**TEXTO PROPORCIONADO:**
El pasado día uno, festividad de Todos los Santos, se cumplía una década de la muerte de Agustín García Calvo, uno de los más señeros intelectuales de este país. De aquella fecha, recuerdo unas cuantas necrológicas en los principales periódicos que desmerecían por su brevedad casi de compromiso lo extraordinario de su figura, siempre incómoda para el poder, circunstancia a la que la prensa suele ser harto sensible.

Gastón Segura www.todoliteratura.es 14/11/2022

Evocar a García Calvo es mencionar de inmediato su expulsión de la Universidad Complutense, en el verano de 1965, con otros distinguidos profesores (Tierno Galván, López Aranguren, García de Vercher, Montero Díaz y Aguilar Navarro) por su apoyo a las revueltas estudiantiles, ocasión que acuñará, al abandonar solidariamente su cátedra de Estética en Barcelona y partir al exilio, José María Valverde con el nulla aesthetica sine ethica. En cambio, García Calvo aún permanecerá tres años en Madrid dando clases en una academia preparatoria; después, en 1970, marchó a París, donde impartió un curso de lengua latina en la entonces celebérrima Universidad de Nanterre, y durante el lustro siguiente y ya como maître assistant, los correspondientes en la de Lille. Regresó en 1976 para incorporarse de nuevo a la Complutense como catedrático de Latín. A partir de ahí, comienza el García Calvo maestro de tantos, porque sobre filólogo, traductor, poeta, dramaturgo y actor ocasional si la coyuntura lo requería, o sobre su faceta más conocida: la de escrutante adversario del poder, por variados que fueran sus “disfraces” —bien sea el de Dios, el del dinero o el del Estado; incluso, tanto le daba que se embozase de cruel tiranía o de amable democracia—, García Calvo se convirtió en un didáskalos ambulante e interrogador, con sus conferencias y sus recitales poéticos allá donde se lo solicitase, o con sus peripatéticas clases a extramuros de las aulas institucionales, llamadas tertulias como la que mantuvo en el Ateneo hasta casi sus últimos años. Y esta asombrosa y pródiga actitud surgía, qué duda cabe, tanto de la asunción nítida del ambulante aedo que recorría los poblados de la Hélade recitando los legendarios cantos heroicos como del ejemplo de los filósofos atenienses que abrían escuelas, aquí y allá, a los pies de la Acrópolis. En efecto, sin este empeño por encarnar aquella primera y tan fundamental para nuestra cultura concepción griega del saber y de la poesía; de la pregunta llana como primer e infalible procedimiento filosófico o de la canción heredada de la tradición como la prístina y más honda expresión poética es difícil comprender a García Calvo y, menos, mucho menos, calibrar su insólito y deslumbrante magisterio sobre tantos.

**TAREAS PENDIENTES:**
• A. Nombra a todos los profesores que, según el texto sobre García Calvo, fueron expulsados de la Universidad Complutense junto con él en 1965.
• B. Cita literalmente el fragmento del texto sobre García Calvo que empieza en las palabras "El pasado día" y termina tras las palabras "ser harto sensible.".
Los ítems que vienen a continuación no tienen nada que ver con esto.

(Registros de un conjunto de datos de señalamiento)

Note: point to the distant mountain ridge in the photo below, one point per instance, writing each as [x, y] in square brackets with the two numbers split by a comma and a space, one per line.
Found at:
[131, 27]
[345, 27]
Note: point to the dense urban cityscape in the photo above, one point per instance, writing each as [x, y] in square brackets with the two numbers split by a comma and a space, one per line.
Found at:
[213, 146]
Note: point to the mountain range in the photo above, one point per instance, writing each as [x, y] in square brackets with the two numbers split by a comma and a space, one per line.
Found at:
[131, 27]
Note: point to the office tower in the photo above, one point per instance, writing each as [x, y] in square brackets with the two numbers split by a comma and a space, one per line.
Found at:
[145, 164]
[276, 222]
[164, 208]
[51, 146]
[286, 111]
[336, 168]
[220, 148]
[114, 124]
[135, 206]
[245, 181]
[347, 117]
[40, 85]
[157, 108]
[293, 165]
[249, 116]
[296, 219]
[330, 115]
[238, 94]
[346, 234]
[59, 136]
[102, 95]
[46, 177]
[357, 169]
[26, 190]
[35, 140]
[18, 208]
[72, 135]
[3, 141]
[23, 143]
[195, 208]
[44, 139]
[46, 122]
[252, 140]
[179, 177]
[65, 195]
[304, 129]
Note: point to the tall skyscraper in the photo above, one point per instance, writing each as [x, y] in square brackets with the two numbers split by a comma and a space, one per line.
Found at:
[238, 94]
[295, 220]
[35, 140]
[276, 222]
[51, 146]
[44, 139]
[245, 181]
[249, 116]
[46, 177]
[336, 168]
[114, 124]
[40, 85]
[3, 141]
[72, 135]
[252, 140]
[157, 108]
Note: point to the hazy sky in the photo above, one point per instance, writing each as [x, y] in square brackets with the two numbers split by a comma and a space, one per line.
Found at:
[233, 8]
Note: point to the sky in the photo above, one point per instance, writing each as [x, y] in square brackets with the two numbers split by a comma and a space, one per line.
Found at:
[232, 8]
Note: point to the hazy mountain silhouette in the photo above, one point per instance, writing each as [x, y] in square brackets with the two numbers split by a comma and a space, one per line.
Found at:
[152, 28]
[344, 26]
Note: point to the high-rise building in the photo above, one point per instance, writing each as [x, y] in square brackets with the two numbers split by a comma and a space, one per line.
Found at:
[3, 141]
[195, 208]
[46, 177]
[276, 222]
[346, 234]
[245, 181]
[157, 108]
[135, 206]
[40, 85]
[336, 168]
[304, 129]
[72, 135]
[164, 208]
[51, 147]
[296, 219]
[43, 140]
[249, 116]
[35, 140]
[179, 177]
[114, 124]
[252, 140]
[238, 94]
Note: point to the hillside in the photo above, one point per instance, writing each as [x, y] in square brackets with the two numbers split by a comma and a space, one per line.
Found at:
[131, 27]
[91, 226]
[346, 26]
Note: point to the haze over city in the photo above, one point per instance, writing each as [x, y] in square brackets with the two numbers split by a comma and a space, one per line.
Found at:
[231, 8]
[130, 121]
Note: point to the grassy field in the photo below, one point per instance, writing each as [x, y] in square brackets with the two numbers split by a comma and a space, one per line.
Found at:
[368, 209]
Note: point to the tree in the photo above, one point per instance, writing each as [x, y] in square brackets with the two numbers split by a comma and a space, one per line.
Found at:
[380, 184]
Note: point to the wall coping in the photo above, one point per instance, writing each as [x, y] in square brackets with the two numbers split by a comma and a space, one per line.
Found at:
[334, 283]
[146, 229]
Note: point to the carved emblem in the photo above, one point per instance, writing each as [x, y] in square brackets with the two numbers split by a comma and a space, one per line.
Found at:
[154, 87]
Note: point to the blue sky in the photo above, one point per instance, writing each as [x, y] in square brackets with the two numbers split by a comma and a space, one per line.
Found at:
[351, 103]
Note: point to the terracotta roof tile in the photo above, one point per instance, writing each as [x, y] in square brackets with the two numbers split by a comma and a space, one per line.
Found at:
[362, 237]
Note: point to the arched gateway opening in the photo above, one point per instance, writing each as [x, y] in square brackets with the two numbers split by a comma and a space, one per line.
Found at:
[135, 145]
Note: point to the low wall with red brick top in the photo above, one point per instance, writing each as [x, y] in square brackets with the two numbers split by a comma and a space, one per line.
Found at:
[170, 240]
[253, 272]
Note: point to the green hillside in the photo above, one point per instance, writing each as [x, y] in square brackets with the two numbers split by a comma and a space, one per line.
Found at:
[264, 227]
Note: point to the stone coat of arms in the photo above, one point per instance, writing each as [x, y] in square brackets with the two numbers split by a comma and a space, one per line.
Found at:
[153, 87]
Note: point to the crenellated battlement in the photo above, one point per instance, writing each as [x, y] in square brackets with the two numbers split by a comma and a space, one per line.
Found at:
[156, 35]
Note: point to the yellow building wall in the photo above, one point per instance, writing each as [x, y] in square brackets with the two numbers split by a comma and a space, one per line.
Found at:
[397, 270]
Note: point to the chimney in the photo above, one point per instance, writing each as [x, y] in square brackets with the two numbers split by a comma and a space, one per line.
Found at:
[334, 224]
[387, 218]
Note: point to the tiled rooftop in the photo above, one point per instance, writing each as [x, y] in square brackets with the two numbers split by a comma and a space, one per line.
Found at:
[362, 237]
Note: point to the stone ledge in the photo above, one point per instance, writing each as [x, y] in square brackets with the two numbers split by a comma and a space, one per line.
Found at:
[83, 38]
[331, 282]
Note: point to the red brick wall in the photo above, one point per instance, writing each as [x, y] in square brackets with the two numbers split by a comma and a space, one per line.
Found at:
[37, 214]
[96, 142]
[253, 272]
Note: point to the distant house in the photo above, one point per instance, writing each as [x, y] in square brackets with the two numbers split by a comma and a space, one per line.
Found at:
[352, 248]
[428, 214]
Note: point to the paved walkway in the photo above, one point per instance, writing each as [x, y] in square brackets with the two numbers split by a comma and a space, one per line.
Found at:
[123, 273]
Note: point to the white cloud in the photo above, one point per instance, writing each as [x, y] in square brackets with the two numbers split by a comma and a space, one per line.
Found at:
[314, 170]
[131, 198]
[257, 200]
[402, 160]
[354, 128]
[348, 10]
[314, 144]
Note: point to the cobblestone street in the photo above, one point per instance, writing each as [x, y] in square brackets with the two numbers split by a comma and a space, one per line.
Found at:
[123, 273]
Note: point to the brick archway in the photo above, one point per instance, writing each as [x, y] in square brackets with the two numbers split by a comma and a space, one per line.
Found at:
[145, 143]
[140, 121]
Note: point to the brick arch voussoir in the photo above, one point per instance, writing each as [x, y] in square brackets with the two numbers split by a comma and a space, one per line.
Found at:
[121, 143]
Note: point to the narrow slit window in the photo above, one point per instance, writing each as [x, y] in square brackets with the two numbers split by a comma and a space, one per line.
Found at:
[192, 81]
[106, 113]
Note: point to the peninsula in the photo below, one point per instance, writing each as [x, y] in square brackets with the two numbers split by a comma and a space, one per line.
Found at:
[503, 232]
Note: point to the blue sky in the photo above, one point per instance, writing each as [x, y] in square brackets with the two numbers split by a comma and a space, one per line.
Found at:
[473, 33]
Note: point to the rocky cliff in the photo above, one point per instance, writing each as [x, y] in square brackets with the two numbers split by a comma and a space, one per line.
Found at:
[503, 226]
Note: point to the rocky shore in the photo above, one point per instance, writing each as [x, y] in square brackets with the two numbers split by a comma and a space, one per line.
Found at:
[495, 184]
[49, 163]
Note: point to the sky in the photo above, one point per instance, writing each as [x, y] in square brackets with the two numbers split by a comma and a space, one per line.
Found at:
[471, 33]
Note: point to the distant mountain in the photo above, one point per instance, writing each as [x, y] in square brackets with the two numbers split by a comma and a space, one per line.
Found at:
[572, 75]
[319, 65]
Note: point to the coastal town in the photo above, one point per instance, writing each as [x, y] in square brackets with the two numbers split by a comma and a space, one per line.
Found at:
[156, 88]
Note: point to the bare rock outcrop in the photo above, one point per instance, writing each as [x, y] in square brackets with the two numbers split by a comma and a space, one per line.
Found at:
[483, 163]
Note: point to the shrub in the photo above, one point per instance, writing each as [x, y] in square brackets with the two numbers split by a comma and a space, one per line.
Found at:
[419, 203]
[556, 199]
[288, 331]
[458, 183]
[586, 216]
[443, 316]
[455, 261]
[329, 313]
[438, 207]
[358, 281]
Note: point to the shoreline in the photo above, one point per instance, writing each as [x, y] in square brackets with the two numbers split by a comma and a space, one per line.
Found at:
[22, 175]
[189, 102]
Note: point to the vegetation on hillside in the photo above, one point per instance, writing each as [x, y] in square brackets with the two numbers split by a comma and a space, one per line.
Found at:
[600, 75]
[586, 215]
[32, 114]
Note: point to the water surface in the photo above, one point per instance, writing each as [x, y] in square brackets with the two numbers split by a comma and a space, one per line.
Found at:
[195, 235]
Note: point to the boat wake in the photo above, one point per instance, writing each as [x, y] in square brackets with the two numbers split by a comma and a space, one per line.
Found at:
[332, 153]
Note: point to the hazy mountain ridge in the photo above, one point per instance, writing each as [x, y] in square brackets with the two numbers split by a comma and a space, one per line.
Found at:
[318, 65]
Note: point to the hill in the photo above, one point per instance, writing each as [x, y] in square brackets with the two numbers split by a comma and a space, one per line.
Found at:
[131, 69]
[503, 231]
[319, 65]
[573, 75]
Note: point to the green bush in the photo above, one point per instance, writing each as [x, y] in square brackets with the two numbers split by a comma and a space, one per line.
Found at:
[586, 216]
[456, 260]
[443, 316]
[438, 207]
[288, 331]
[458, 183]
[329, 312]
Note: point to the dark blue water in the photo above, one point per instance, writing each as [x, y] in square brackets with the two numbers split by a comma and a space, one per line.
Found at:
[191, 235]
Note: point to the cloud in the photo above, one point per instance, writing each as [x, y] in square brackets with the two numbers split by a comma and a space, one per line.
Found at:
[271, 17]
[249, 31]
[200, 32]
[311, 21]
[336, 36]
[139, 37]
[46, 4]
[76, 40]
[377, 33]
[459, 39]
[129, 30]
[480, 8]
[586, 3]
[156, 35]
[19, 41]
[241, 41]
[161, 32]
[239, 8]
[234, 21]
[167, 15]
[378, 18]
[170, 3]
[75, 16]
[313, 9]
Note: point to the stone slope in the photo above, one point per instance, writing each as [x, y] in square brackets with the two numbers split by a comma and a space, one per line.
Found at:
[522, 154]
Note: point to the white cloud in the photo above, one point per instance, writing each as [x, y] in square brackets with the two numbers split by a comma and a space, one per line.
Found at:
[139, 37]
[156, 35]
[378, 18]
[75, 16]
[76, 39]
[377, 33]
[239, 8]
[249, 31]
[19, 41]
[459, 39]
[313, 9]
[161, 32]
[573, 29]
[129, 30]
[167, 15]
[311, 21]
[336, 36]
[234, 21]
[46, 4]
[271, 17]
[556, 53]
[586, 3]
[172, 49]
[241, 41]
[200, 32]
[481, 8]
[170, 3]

**SOLUCIONES:**
• A. Tierno Galván, López Aranguren, García de Vercher, Montero Díaz y Aguilar Navarro.

• B.
El pasado día uno, festividad de Todos los Santos, se cumplía una década de la muerte de Agustín García Calvo, uno de los más señeros intelectuales de este país. De aquella fecha, recuerdo unas cuantas necrológicas en los principales periódicos que desmerecían por su brevedad casi de compromiso lo extraordinario de su figura, siempre incómoda para el poder, circunstancia a la que la prensa suele ser harto sensible.